§ **DIRECTION A**: Could you rewrite the listing, from the line with "Tag any visible road curve." through the line with "[492,184,546,197]", as a JSON list of strings with one string per line and blank lines left out?

━━ PASSAGE GIVEN ━━

Well, this guy's experience aside, I'm not sure if the net is totally to blame. I remember being a young adult without the internet (I was a late adopter) and while I spent my teens plowing through one big book after another, sometime in my early twenties it seemed like it was getting harder to stick with a book. When I was 17 I could read stuff slow, sprawly like Moby Dick and Dante's Inferno, but by 25 or so it was a lot harder to stay engaged with things like that. Weirdly, it's easier to read non-fiction than novels now. I've heard other people talk about how they can't focus on prose fiction the way they could were when they younger. When you get adults talking about what they read recently, a lot of them will say they've been reading biographies and other non-fiction, and they haven't read a novel in years.

For a lot of people, prose fiction seems to become less compelling as they get older. I'm not saying this is true for everyone, and I can't explain why it would be so... but it is something I've observed.
posted by Ursula Hitler at 7:06 PM on May 1, 2013 [4 favorites]


"Yes, my pretties. Go back to sleep. Everything you need is here. There is nothing else. Shhh, shh. The foolish man tried and failed. He failed. There is nothing outside. All is well. Sleep now."
- The Internet
posted by overeducated_alligator at 7:06 PM on May 1, 2013 [4 favorites]


When did 27 become so young?
posted by Catch at 7:11 PM on May 1, 2013 [5 favorites]


I made a choice a while back to get rid of my cell phone. I realized I was paying $80 a month for a smart phone/constant internet access and all I did when I went somewhere was take picture (rather than enjoying it in real time) and Google things about whatever I was doing.

The only thing I miss is Google Nav (GPS) and the ability to call if I'm out and break down or something. Other than that I've realized I don't really need that in my life. In fact, things are more fulfilling now. And there's always paper maps, the way I used to do things. We used to get on in life just fine without being jacked in like addicts.

But I will never want to get rid of my internet at home. It provides a lot of good things for us - information, communication, entertainment.
posted by Malice at 7:16 PM on May 1, 2013


And, crucially, what he is missing regardless of his internet status is a local community. Individualism is nice, but what's much better is knowing that your neighbor would be glad to help you out of a bind instead of complaining about boundaries while they hoard their own exact copy of what their other neighbor has. We spend so much time at work that many of us don't know people more than one door down. Go anywhere else and they can tell you about almost every family on the street, and they check up on each other when they haven't seen them in a few days. It makes a big difference.

How does a person who doesn't have this start to go about having this? Asking sincerely, as a young American idiot with next to no perspective on the rest of the work.

━━━
━━ GIVEN RECORDS ━━

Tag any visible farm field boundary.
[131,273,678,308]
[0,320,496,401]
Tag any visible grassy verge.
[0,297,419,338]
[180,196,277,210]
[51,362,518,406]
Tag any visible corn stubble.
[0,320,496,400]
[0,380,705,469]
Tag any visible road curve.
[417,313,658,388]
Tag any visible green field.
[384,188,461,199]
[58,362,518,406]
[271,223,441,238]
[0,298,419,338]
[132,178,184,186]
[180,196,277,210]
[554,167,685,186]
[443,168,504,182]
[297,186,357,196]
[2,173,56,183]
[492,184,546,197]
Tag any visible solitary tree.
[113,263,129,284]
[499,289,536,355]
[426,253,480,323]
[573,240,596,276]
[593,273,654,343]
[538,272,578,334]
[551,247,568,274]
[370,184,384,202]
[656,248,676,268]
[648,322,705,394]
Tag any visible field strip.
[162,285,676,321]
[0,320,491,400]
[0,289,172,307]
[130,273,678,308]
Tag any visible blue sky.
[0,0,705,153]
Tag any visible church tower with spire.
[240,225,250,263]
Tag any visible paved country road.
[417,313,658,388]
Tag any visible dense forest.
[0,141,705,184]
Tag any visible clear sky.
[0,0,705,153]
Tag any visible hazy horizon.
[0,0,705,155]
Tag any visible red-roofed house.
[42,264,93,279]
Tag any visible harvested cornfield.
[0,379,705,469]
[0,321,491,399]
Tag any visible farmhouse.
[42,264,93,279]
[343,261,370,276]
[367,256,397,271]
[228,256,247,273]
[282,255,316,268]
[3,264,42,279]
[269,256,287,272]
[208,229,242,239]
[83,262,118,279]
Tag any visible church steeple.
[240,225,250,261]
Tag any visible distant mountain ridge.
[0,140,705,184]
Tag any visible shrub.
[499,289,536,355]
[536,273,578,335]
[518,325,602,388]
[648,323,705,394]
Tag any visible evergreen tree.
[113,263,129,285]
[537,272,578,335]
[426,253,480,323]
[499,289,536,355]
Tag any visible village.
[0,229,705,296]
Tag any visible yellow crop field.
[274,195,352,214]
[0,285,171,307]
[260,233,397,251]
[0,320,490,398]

━━━
━━ GIVEN RECORDS ━━

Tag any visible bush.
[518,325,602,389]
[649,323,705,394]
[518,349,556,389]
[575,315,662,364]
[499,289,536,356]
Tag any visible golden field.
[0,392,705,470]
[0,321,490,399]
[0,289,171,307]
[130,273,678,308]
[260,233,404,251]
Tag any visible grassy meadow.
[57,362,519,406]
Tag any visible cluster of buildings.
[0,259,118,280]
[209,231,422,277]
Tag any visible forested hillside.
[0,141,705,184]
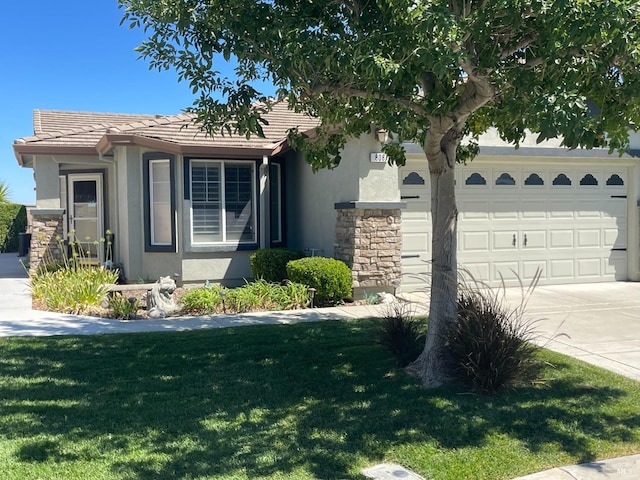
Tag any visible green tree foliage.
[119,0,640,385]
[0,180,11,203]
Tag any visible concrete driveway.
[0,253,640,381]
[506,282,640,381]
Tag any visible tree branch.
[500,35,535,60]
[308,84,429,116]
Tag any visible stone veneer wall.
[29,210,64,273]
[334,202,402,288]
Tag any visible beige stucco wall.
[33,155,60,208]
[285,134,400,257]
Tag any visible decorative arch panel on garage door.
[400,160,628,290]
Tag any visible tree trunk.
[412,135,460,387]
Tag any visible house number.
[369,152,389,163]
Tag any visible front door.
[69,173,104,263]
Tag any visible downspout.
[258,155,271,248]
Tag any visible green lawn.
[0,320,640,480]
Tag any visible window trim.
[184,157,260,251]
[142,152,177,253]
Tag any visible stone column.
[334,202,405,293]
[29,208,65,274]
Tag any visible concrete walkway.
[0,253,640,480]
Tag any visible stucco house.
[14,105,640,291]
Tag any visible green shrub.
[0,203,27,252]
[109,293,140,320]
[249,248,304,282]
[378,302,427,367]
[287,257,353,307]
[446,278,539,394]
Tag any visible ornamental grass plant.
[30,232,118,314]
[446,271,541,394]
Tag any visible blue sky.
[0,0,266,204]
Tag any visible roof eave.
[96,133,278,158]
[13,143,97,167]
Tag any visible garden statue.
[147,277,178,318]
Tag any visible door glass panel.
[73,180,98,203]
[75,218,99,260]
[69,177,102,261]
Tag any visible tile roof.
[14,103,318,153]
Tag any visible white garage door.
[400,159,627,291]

━━━
━━ GIVEN RECORDS ━━

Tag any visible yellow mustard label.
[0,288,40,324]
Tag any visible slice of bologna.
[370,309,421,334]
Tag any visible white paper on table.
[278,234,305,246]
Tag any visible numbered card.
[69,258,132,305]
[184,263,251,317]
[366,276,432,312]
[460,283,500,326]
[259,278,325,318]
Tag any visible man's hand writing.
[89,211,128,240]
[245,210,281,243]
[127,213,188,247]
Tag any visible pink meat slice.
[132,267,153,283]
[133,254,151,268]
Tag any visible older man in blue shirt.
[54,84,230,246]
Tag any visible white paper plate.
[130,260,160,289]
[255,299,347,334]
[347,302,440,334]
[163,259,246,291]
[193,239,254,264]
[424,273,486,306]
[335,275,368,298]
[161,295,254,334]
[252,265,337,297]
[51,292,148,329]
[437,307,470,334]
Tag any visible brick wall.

━━━

§ **DIRECTION B**:
Answer these questions using the comment thread:
(i) At what age could the first commenter read slow, sprawly books like Moby Dick and Dante's Inferno?
(ii) How much a month was the commenter who got rid of a cell phone paying for it?
(iii) What does the final comment say the man is missing regardless of his internet status?

§ **CORRECT RESULT A**:
[
  "Tag any visible road curve.",
  "[417,313,658,388]",
  "Tag any visible green field.",
  "[384,188,461,199]",
  "[58,362,518,406]",
  "[271,223,441,238]",
  "[0,298,419,338]",
  "[132,178,184,186]",
  "[180,196,277,210]",
  "[554,167,685,186]",
  "[443,168,504,182]",
  "[297,186,357,196]",
  "[2,173,56,183]",
  "[492,184,546,197]"
]

§ **CORRECT RESULT B**:
(i) At 17.
(ii) $80 a month.
(iii) A local community.